The rise of ESG in India
The survey report offers an optimistic view of the rising significance of ESG in India. Almost 88 percent organisations perceive sustainability regulations to directly impact their businesses. A majority, over 75 percent, concurred that ESG has become an important boardroom agenda, while 90 percent believed ESG reporting would benefit the business by improving brand reputation.
The report highlights that socially conscious investors are holding businesses accountable for ESG actions. Almost 75 percent organisations stated that their investors rate their ESG performance. As indicated by 71 percent organisations, voluntary participation in ESG ratings is also a growing trend. Interestingly, 60 percent organisations are prioritising establishing ambitious ESG goals for the future, pointing towards a positive trajectory for ESG integration in India Inc.
But how is India Inc. moving from commitment to action on ESG?
While the commitment to ESG seems resolute, the journey from commitment to action is still a work in progress for India Inc. Less than half, only 49 percent surveyed organisations reported a thorough understanding of ESG reporting mechanisms and regulations in India, signalling the need for urgent attention. On a brighter note, 68 percent organisations have made significant progress by formally integrating ESG strategies and mechanisms into their operations. Although 83 percent organisations have designated sustainability leaders, only one-third have both internal ESG champions and sustainability leaders, indicating room for enhancing internal ESG leadership.

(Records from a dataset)
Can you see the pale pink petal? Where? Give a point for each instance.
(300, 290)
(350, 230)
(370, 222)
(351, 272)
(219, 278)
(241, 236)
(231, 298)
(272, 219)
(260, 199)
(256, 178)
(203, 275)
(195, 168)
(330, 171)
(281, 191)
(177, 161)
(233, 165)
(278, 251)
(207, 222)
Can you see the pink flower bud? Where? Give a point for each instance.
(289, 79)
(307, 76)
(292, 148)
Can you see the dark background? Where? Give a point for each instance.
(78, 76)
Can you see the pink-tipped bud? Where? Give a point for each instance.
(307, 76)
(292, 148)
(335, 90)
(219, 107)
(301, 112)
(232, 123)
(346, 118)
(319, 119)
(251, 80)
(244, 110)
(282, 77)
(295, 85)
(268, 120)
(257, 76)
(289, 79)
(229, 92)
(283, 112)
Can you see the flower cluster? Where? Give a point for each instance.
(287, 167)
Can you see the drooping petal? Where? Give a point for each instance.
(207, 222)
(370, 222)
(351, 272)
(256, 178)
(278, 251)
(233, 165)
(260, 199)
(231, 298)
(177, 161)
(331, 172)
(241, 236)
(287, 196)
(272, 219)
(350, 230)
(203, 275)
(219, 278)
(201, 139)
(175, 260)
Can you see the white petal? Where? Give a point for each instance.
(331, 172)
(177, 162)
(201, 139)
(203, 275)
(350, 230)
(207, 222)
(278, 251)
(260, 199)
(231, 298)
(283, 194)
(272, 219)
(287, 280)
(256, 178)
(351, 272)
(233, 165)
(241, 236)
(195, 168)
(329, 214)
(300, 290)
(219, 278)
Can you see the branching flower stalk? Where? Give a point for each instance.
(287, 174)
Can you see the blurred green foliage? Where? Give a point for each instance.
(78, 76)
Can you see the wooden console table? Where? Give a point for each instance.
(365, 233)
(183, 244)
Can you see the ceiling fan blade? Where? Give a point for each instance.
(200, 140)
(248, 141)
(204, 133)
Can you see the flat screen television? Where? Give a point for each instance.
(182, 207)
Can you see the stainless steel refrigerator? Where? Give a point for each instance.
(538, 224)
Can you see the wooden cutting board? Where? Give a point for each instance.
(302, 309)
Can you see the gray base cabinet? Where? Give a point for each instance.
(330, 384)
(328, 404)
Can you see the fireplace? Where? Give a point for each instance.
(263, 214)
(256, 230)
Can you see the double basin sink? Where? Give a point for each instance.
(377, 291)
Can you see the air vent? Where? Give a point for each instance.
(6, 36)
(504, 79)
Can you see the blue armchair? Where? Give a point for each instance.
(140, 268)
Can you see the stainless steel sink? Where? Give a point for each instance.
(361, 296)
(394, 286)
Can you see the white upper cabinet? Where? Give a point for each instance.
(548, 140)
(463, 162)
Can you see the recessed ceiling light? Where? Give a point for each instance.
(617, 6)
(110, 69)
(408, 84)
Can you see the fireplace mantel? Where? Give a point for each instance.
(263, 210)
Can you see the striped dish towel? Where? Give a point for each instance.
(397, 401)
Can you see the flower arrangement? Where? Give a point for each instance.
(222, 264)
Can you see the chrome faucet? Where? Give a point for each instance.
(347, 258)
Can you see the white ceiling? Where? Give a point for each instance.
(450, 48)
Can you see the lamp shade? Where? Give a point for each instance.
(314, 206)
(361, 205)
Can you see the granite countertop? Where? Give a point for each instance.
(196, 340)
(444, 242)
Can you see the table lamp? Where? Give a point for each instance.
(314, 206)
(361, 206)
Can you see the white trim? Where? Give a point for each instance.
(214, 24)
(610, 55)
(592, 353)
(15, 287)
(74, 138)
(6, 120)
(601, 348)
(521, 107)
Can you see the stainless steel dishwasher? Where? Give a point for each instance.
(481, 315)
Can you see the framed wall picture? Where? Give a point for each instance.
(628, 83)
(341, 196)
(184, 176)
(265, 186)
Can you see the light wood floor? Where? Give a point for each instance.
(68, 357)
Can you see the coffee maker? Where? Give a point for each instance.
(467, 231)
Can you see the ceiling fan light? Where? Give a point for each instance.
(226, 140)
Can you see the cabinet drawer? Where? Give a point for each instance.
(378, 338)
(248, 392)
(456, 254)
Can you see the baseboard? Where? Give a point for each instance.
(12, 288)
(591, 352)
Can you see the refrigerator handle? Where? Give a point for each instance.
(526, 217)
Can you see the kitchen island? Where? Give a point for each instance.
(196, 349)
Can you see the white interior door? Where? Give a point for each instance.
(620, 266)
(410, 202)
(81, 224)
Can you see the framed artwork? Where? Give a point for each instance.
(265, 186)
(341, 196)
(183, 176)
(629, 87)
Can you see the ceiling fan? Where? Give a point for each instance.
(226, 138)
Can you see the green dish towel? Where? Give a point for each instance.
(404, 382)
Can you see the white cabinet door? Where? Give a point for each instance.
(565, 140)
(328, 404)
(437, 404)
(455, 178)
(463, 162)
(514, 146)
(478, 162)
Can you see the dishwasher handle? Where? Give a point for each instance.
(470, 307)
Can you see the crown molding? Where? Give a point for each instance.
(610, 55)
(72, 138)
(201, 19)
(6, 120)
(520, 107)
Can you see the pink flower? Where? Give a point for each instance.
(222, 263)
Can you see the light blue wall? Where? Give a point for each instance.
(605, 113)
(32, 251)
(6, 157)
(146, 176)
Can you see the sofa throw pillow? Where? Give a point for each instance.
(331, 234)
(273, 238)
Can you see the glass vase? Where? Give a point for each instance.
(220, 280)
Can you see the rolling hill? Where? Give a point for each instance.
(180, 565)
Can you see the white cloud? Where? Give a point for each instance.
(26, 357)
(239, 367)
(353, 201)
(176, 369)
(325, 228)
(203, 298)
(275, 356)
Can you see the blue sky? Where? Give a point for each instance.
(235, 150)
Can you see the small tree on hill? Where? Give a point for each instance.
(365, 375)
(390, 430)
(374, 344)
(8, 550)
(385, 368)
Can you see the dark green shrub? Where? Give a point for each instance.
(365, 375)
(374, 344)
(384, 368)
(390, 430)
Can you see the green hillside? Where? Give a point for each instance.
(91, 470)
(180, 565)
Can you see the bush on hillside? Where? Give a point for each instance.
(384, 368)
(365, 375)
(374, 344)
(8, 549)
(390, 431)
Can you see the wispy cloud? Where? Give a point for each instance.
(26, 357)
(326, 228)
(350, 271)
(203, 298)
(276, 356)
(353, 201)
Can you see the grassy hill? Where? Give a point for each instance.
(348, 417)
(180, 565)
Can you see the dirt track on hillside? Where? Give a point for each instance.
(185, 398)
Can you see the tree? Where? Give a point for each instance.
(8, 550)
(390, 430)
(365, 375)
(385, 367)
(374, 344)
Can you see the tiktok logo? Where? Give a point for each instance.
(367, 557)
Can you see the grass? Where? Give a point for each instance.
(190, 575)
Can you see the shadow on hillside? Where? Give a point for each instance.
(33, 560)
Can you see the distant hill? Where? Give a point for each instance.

### Work order A
Answer these questions about the text on ESG in India:
(i) What share of organizations see sustainability regulations as directly affecting their businesses?
(ii) How many surveyed organizations reported a thorough understanding of ESG reporting mechanisms and regulations in India?
(iii) What percentage of organizations have designated sustainability leaders?
### Work order B
In the text on ESG in India, list every percentage figure in the paragraph beginning "The report highlights". Give each one with what it measures.
### Work order C
Reproduce the passage of the text on ESG in India between "But how is India" and "internal ESG leadership.", inclusive.

### Reply A
(i) Almost 88 percent
(ii) Only 49 percent
(iii) 83 percent

### Reply B
- Almost 75 percent: organizations whose investors rate their ESG performance
- 71 percent: organizations indicating that voluntary participation in ESG ratings is a growing trend
- 60 percent: organizations prioritizing ambitious ESG goals for the future

### Reply C
But how is India Inc. moving from commitment to action on ESG?
While the commitment to ESG seems resolute, the journey from commitment to action is still a work in progress for India Inc. Less than half, only 49 percent surveyed organisations reported a thorough understanding of ESG reporting mechanisms and regulations in India, signalling the need for urgent attention. On a brighter note, 68 percent organisations have made significant progress by formally integrating ESG strategies and mechanisms into their operations. Although 83 percent organisations have designated sustainability leaders, only one-third have both internal ESG champions and sustainability leaders, indicating room for enhancing internal ESG leadership.